APPLY WHAT YOU READ:
1. Quote the hair loss excerpt word for word from "Conclusion: RSV can" to "for all ages.".
2. Decide whether each statement agrees with the hair loss excerpt, answering yes or no and quoting the words that settle it: (a) Minoxidil and finasteride are the only two drugs approved by the FDA to treat AGA. (b) Finasteride increases the conversion of testosterone to dihydrotestosterone. (c) The two approved drugs work for all patients.

SELECTED EXCERPT:
=== Section Start ===
Conclusion: RSV can promote hair growth and may be a potential candidate for the treatment of hair loss.

Keywords: resveratrol, hair growth, hair cycle, hair follicle, dermal papilla cells

Graphical Abstract:


Hair loss, or alopecia, is a condition in which hair in some area of the scalp is lost or no longer regrowth.1 There are many types of hair loss, such as androgenetic alopecia (AGA) and alopecia areata (AA). Hair loss is caused by genetic factors and external factors especially prominent in modern society, such as work stress, emotional change and hormone secretion disturbance. Its prevalence tends to be among the young and it may result in disturbed self-perception and psychological conflict. Nowadays, it is becoming a worldwide issue for all ages.

Compared to the increasing prevalence of hair loss, approved treatments for hair loss are limited. Currently, minoxidil and finasteride are the only two drugs that have been approved by the United States Food and Drug Administration (FDA) to treat AGA, the most common type of hair loss.2,3 Minoxidil is a multifunctional biological response regulator, which contributes to accelerating hair growth, thickening the skin and prolonging the anagen phase of hair cycle.4 It is widely used in treating many kinds of hair loss. Another drug, finasteride is a 5α-reductase inhibitor, which can reduce the conversion of the androgen testosterone (T) to dihydrotestosterone (DHT),5 an excess of which is the main cause of AGA. However, the two drugs have certain limitations. Minoxidil may cause pruritus and local irritation while Finasteride has restrictions on use in women. Moreover, they do not work for all patients.6–8 Thus, it is necessary to find new substances with fewer side effects.
=== Section End ===
DATASET EXTRACT:
=== Section Start ===
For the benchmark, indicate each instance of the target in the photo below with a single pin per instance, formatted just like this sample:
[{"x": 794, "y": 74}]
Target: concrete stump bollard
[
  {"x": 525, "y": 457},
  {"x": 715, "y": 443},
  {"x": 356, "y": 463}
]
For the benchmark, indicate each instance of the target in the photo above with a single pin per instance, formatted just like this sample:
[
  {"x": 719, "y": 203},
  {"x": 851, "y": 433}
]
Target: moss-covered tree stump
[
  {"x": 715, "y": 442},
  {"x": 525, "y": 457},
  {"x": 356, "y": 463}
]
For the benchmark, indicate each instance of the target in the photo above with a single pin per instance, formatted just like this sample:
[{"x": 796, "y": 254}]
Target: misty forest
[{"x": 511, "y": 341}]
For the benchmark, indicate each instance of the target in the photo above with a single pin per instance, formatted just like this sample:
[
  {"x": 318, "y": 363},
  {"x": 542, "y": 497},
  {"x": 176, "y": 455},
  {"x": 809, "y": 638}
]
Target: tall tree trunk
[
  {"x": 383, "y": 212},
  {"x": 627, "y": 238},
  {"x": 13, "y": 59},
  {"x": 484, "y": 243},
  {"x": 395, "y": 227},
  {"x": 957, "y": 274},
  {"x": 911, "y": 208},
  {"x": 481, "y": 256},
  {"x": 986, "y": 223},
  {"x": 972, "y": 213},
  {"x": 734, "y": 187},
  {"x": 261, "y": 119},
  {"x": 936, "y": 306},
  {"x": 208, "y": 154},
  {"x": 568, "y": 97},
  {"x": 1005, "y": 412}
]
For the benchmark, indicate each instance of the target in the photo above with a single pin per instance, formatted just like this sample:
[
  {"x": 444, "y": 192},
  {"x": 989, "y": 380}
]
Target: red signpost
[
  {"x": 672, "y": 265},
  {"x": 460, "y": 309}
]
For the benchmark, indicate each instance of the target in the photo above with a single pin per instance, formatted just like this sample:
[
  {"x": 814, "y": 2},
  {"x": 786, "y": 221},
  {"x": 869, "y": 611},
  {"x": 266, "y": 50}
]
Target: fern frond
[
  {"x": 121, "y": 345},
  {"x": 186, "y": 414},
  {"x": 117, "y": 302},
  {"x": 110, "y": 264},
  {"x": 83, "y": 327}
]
=== Section End ===
LIST OF ANSWERS:
1.
Conclusion: RSV can promote hair growth and may be a potential candidate for the treatment of hair loss.

Keywords: resveratrol, hair growth, hair cycle, hair follicle, dermal papilla cells

Graphical Abstract:


Hair loss, or alopecia, is a condition in which hair in some area of the scalp is lost or no longer regrowth.1 There are many types of hair loss, such as androgenetic alopecia (AGA) and alopecia areata (AA). Hair loss is caused by genetic factors and external factors especially prominent in modern society, such as work stress, emotional change and hormone secretion disturbance. Its prevalence tends to be among the young and it may result in disturbed self-perception and psychological conflict. Nowadays, it is becoming a worldwide issue for all ages.

2.
(a) Yes: "minoxidil and finasteride are the only two drugs that have been approved by the United States Food and Drug Administration (FDA) to treat AGA"
(b) No: "which can reduce the conversion of the androgen testosterone (T) to dihydrotestosterone (DHT)"
(c) No: "Moreover, they do not work for all patients."